:: TASK STATEMENT ::
Your reply should consist solely of the lines from the one containing "Would you mind annotating the gravel" through the end of the data, restated word for word.

Items from a dataset:
........
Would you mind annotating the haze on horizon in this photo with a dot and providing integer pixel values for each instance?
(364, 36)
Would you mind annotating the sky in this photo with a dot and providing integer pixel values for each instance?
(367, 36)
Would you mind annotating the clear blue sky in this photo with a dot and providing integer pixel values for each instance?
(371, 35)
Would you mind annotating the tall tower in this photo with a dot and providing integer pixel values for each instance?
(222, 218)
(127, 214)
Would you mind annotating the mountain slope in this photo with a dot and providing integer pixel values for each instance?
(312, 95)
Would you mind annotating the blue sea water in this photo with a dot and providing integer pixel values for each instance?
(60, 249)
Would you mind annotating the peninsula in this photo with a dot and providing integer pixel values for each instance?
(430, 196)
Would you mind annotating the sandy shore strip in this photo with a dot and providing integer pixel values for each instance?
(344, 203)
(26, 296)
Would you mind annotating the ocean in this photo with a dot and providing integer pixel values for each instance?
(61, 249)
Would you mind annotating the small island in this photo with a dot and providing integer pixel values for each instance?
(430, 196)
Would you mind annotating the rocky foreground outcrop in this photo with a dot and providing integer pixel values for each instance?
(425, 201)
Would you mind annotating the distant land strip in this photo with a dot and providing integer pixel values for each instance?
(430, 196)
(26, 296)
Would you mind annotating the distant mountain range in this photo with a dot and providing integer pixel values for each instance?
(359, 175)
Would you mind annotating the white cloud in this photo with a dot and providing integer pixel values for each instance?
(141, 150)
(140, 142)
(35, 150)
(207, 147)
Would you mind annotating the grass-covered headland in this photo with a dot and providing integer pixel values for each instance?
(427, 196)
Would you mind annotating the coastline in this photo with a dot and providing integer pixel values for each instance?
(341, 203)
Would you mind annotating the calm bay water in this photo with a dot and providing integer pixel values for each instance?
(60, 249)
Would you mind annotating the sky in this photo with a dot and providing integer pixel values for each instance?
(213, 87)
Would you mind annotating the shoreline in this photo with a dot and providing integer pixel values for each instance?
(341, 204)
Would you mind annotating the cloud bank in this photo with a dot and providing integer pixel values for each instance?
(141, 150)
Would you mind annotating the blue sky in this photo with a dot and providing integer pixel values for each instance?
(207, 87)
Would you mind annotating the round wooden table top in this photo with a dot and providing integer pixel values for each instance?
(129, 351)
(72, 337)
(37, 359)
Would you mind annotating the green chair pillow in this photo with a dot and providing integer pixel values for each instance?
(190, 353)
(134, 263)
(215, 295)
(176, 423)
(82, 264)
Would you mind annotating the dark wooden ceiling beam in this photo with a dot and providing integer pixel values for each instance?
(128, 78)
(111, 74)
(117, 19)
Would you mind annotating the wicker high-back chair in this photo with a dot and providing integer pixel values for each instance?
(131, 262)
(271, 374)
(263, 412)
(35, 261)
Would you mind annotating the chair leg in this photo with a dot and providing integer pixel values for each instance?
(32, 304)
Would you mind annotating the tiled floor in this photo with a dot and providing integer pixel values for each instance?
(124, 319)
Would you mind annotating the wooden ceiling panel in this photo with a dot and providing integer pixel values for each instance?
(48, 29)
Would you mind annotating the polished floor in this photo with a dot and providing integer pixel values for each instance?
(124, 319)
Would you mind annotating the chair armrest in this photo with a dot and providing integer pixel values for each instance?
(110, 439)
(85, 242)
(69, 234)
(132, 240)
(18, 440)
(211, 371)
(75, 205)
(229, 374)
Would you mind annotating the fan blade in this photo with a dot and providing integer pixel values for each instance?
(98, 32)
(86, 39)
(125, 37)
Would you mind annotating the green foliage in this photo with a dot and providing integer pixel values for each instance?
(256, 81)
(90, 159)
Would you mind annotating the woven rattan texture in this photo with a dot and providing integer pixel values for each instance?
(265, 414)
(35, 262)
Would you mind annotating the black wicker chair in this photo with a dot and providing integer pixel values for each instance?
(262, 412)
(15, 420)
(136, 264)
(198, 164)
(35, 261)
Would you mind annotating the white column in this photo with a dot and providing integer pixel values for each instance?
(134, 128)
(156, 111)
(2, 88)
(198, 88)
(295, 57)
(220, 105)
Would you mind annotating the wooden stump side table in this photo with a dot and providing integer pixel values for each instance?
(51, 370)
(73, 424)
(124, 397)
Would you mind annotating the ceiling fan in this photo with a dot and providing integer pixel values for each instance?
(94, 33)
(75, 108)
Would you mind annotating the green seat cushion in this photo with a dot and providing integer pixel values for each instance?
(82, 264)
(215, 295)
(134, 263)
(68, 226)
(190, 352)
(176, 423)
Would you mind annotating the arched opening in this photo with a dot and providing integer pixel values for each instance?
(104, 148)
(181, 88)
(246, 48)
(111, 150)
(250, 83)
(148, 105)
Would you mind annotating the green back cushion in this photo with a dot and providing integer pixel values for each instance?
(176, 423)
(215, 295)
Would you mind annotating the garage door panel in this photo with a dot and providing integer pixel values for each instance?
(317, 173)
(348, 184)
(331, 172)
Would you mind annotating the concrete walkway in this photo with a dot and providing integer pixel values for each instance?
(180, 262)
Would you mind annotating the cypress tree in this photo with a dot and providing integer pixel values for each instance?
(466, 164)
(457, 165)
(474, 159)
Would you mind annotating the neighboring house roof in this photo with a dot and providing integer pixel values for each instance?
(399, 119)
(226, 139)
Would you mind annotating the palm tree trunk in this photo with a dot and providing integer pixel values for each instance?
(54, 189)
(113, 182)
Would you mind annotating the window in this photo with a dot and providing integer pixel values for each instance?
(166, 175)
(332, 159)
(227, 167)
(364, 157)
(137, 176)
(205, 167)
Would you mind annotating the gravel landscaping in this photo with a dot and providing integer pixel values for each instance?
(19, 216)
........
:: ANSWER TO THIS EXERCISE ::
Would you mind annotating the gravel landscaping in this photo with a dot and providing integer pixel values for each instance?
(19, 216)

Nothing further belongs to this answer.